"""

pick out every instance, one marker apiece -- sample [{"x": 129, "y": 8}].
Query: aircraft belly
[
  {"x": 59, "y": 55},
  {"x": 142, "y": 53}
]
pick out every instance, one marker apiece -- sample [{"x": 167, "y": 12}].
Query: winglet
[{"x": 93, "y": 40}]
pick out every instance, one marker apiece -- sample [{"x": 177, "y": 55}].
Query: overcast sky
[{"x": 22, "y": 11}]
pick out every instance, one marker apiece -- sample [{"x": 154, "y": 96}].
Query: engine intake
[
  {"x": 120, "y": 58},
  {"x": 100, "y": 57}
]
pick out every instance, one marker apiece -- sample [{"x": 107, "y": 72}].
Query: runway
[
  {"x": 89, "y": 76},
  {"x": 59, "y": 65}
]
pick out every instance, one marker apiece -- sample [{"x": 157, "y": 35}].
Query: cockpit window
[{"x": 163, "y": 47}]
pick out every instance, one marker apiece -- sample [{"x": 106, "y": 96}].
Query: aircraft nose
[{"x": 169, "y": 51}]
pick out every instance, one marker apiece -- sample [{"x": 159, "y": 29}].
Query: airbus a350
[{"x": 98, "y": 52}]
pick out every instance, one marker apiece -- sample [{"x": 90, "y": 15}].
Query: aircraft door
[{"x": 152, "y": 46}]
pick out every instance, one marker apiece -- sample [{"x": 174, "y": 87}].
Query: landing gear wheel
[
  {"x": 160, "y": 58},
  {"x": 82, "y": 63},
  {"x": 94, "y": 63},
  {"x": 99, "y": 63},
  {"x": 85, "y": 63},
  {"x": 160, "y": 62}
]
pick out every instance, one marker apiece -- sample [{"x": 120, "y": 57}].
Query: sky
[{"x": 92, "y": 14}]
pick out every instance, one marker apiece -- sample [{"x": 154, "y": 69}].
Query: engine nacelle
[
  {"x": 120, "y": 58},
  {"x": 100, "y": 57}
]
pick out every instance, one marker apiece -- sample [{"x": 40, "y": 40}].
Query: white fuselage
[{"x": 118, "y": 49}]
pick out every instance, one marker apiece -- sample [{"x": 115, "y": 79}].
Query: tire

"""

• OBIETTIVO DEL COMPITO:
Riporti tutte le righe qui sopra in cui compare la stringa "engine", distinguendo tra maiuscole e minuscole.

• SOLUZIONE DI SEGUITO:
Query: engine intake
Query: engine nacelle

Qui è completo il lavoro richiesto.